§ **DESCRIPTION OF THE TASK**: Render the records below as one numbered list with one line per item, covering every line of every record and leaving out blank lines.

(begin)

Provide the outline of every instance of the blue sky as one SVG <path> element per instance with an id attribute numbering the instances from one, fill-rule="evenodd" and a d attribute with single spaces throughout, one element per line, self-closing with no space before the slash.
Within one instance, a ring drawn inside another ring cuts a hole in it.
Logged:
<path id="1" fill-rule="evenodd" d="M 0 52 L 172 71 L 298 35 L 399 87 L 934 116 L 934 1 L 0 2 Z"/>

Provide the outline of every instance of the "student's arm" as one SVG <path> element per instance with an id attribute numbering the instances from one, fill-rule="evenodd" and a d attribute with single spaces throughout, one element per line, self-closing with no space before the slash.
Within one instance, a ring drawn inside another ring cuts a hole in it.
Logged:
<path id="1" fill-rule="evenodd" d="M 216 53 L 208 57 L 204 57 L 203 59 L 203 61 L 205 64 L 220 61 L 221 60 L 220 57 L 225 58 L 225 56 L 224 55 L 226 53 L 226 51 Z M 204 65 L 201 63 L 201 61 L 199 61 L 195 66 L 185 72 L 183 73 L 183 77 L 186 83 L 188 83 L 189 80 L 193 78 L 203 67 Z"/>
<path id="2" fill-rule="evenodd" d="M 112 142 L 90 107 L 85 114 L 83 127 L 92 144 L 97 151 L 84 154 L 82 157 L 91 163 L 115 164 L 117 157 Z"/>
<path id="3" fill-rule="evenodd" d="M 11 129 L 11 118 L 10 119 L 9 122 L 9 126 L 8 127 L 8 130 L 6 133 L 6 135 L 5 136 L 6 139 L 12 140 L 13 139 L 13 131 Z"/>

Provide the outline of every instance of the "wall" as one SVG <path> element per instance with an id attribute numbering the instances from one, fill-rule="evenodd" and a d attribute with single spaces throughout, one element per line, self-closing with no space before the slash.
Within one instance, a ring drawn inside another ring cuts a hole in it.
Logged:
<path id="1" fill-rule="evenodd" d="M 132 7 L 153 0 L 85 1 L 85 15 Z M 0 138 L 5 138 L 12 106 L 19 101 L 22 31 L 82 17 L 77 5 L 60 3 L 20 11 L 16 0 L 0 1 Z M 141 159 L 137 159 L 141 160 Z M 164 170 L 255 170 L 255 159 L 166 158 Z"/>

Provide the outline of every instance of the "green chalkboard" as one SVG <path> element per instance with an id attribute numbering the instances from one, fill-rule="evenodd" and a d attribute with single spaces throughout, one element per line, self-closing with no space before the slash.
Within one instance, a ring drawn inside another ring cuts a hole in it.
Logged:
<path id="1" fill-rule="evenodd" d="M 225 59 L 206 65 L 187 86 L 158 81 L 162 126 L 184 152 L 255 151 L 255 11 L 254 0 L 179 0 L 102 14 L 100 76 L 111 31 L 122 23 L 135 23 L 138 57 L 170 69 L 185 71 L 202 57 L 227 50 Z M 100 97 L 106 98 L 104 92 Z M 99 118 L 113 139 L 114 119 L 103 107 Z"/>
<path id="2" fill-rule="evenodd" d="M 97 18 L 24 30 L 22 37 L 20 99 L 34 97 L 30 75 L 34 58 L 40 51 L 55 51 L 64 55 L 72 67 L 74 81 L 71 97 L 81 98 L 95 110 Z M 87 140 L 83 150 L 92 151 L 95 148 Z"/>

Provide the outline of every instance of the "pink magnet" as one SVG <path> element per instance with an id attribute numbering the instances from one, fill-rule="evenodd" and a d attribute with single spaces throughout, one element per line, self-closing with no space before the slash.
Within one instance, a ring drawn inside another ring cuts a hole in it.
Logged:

(end)

§ **RESULT OF THE EXERCISE**:
1. Provide the outline of every instance of the blue sky as one SVG <path> element per instance with an id attribute numbering the instances from one, fill-rule="evenodd" and a d attribute with single spaces throughout, one element per line, self-closing with no space before the slash.
2. Within one instance, a ring drawn inside another ring cuts a hole in it.
3. Logged:
4. <path id="1" fill-rule="evenodd" d="M 0 52 L 172 71 L 298 35 L 399 87 L 934 116 L 934 1 L 0 2 Z"/>
5. Provide the outline of every instance of the "student's arm" as one SVG <path> element per instance with an id attribute numbering the instances from one, fill-rule="evenodd" and a d attribute with single spaces throughout, one element per line, self-closing with no space before the slash.
6. Within one instance, a ring drawn inside another ring cuts a hole in it.
7. Logged:
8. <path id="1" fill-rule="evenodd" d="M 216 53 L 208 57 L 204 57 L 203 59 L 203 61 L 205 64 L 220 61 L 221 60 L 220 57 L 225 58 L 225 56 L 224 55 L 226 53 L 226 51 Z M 204 65 L 201 63 L 201 61 L 199 61 L 195 66 L 185 72 L 183 73 L 183 77 L 186 83 L 188 83 L 189 80 L 193 78 L 203 67 Z"/>
9. <path id="2" fill-rule="evenodd" d="M 112 142 L 90 107 L 85 114 L 83 127 L 92 144 L 97 151 L 84 154 L 82 157 L 91 163 L 115 164 L 117 157 Z"/>
10. <path id="3" fill-rule="evenodd" d="M 11 129 L 11 118 L 10 119 L 9 122 L 9 126 L 8 127 L 8 130 L 6 133 L 6 135 L 5 136 L 6 139 L 12 140 L 13 139 L 13 131 Z"/>
11. Provide the outline of every instance of the "wall" as one SVG <path> element per instance with an id attribute numbering the instances from one, fill-rule="evenodd" and a d attribute with single spaces throughout, one element per line, self-closing with no space before the slash.
12. Within one instance, a ring drawn inside another ring cuts a hole in it.
13. Logged:
14. <path id="1" fill-rule="evenodd" d="M 132 7 L 153 0 L 85 1 L 85 15 Z M 0 138 L 5 138 L 12 106 L 19 101 L 22 31 L 82 17 L 77 5 L 60 3 L 20 11 L 16 0 L 0 1 Z M 141 159 L 137 159 L 141 160 Z M 164 170 L 255 170 L 255 159 L 166 158 Z"/>
15. Provide the outline of every instance of the "green chalkboard" as one SVG <path> element per instance with an id attribute numbering the instances from one, fill-rule="evenodd" and a d attribute with single spaces throughout, one element per line, self-closing with no space before the slash.
16. Within one instance, a ring drawn inside another ring cuts a hole in it.
17. Logged:
18. <path id="1" fill-rule="evenodd" d="M 225 59 L 206 65 L 187 86 L 158 81 L 162 126 L 184 152 L 255 151 L 255 11 L 254 0 L 179 0 L 102 14 L 100 76 L 111 31 L 122 23 L 135 23 L 138 57 L 170 69 L 185 71 L 202 57 L 227 50 Z M 100 97 L 106 98 L 104 92 Z M 99 118 L 113 139 L 114 119 L 103 107 Z"/>
19. <path id="2" fill-rule="evenodd" d="M 97 18 L 24 30 L 22 37 L 20 99 L 34 97 L 30 75 L 34 58 L 40 51 L 55 51 L 64 55 L 72 67 L 74 81 L 71 97 L 81 98 L 95 110 Z M 87 140 L 83 150 L 92 151 L 95 148 Z"/>
20. Provide the outline of every instance of the "pink magnet" as one SVG <path> element per instance with an id attribute numbering the instances from one, fill-rule="evenodd" and a d attribute with single spaces throughout, one element per line, self-closing with no space before the slash.
21. Within one instance, a ring drawn inside another ring cuts a hole in it.
22. Logged:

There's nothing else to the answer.